*Data extract*:
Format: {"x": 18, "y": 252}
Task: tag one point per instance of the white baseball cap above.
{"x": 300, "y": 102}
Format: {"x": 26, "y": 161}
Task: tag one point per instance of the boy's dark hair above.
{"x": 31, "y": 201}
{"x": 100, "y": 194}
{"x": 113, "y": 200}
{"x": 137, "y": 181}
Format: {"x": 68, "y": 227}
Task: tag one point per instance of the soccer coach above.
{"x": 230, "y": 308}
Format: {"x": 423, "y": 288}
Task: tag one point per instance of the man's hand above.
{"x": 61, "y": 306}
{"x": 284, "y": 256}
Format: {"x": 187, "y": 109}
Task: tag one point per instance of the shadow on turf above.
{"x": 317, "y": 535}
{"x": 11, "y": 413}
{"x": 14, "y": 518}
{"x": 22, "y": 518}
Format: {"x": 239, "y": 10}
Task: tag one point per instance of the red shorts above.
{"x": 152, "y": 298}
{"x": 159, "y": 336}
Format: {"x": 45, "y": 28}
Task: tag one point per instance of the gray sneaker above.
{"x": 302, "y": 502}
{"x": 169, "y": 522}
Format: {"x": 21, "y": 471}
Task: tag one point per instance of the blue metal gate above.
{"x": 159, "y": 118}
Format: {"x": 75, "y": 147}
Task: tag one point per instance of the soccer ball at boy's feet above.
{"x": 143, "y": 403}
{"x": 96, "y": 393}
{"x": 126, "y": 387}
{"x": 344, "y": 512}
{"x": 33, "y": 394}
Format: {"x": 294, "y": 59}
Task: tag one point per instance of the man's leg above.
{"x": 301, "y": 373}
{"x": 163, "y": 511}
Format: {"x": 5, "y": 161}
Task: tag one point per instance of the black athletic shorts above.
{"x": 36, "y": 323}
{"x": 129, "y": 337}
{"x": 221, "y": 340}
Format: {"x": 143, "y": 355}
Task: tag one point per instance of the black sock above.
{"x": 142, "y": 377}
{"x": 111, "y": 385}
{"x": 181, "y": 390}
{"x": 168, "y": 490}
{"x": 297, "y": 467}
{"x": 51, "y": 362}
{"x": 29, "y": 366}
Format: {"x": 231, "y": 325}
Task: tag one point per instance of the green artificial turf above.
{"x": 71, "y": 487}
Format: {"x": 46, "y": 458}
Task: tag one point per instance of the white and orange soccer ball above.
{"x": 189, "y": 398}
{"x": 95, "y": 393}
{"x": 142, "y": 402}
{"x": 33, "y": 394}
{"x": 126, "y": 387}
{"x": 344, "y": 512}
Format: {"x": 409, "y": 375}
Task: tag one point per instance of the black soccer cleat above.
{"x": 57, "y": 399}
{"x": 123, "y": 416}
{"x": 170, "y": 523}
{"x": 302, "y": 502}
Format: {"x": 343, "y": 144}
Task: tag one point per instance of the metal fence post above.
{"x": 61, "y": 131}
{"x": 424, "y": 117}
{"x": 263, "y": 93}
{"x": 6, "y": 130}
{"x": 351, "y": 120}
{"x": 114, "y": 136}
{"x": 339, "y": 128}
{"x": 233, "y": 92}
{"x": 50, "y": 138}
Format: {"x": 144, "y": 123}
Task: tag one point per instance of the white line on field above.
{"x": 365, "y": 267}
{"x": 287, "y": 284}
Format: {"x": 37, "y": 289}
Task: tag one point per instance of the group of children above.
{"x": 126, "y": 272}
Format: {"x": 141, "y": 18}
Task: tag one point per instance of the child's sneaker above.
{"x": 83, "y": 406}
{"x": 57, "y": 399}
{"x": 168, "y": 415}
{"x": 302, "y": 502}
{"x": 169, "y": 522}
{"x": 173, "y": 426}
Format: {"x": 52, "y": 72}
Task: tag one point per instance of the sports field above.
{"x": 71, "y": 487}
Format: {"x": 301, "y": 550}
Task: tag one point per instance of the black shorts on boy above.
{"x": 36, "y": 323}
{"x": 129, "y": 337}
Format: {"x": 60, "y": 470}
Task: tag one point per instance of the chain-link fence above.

*About this exercise*: Print out each line of the data exactly.

*Solution for this problem*:
Format: {"x": 18, "y": 252}
Task: tag one point per instance of the white baseball cap above.
{"x": 300, "y": 102}
Format: {"x": 26, "y": 161}
Task: tag one point per instance of the boy's dark hair above.
{"x": 31, "y": 201}
{"x": 100, "y": 194}
{"x": 113, "y": 200}
{"x": 137, "y": 181}
Format: {"x": 68, "y": 227}
Task: tag one point per instance of the soccer coach above.
{"x": 230, "y": 308}
Format: {"x": 423, "y": 288}
Task: tag one point per instance of the man's hand above.
{"x": 61, "y": 306}
{"x": 284, "y": 256}
Format: {"x": 187, "y": 109}
Task: tag one point per instance of the shadow on turf above.
{"x": 317, "y": 535}
{"x": 11, "y": 413}
{"x": 14, "y": 518}
{"x": 22, "y": 518}
Format: {"x": 239, "y": 10}
Task: tag one point per instance of the red shorts above.
{"x": 152, "y": 298}
{"x": 159, "y": 336}
Format: {"x": 45, "y": 28}
Task: tag one point per instance of the gray sneaker above.
{"x": 302, "y": 502}
{"x": 169, "y": 522}
Format: {"x": 21, "y": 471}
Task: tag one point per instance of the blue metal gate above.
{"x": 159, "y": 118}
Format: {"x": 75, "y": 147}
Task: tag one point per instance of the soccer ball at boy's feet above.
{"x": 143, "y": 403}
{"x": 96, "y": 393}
{"x": 126, "y": 387}
{"x": 344, "y": 512}
{"x": 33, "y": 394}
Format: {"x": 294, "y": 59}
Task: tag one point per instance of the man's leg above.
{"x": 301, "y": 373}
{"x": 163, "y": 511}
Format: {"x": 5, "y": 161}
Task: tag one point per instance of the black athletic shorts above.
{"x": 36, "y": 323}
{"x": 129, "y": 337}
{"x": 221, "y": 340}
Format: {"x": 143, "y": 355}
Task: tag one point per instance of the black sock above.
{"x": 142, "y": 377}
{"x": 111, "y": 385}
{"x": 181, "y": 390}
{"x": 168, "y": 490}
{"x": 297, "y": 467}
{"x": 51, "y": 362}
{"x": 29, "y": 366}
Format: {"x": 231, "y": 325}
Task: tag one point per instance of the green artificial turf above.
{"x": 71, "y": 487}
Format: {"x": 46, "y": 458}
Task: tag one point per instance of the white and orange soccer ball above.
{"x": 189, "y": 398}
{"x": 95, "y": 393}
{"x": 142, "y": 402}
{"x": 33, "y": 394}
{"x": 126, "y": 387}
{"x": 344, "y": 512}
Format: {"x": 409, "y": 375}
Task: tag one point per instance of the black soccer cleat above.
{"x": 57, "y": 399}
{"x": 123, "y": 416}
{"x": 170, "y": 523}
{"x": 302, "y": 502}
Format: {"x": 343, "y": 144}
Task: tag one point per instance of the metal fence post above.
{"x": 61, "y": 131}
{"x": 424, "y": 117}
{"x": 263, "y": 93}
{"x": 6, "y": 130}
{"x": 351, "y": 120}
{"x": 114, "y": 136}
{"x": 339, "y": 128}
{"x": 233, "y": 92}
{"x": 50, "y": 138}
Format: {"x": 144, "y": 123}
Task: tag one point per instance of the white line on field above.
{"x": 365, "y": 267}
{"x": 287, "y": 284}
Format: {"x": 37, "y": 289}
Task: tag one point per instance of the group of children above.
{"x": 126, "y": 272}
Format: {"x": 141, "y": 18}
Task: tag one point per instance of the child's sneaker above.
{"x": 83, "y": 406}
{"x": 57, "y": 399}
{"x": 168, "y": 415}
{"x": 302, "y": 502}
{"x": 169, "y": 522}
{"x": 173, "y": 426}
Format: {"x": 52, "y": 72}
Task: tag one point per instance of the sports field above.
{"x": 71, "y": 487}
Format: {"x": 301, "y": 550}
Task: tag one point per instance of the black shorts on boy above.
{"x": 36, "y": 323}
{"x": 129, "y": 337}
Format: {"x": 60, "y": 470}
Task: tag one point per instance of the chain-link fence above.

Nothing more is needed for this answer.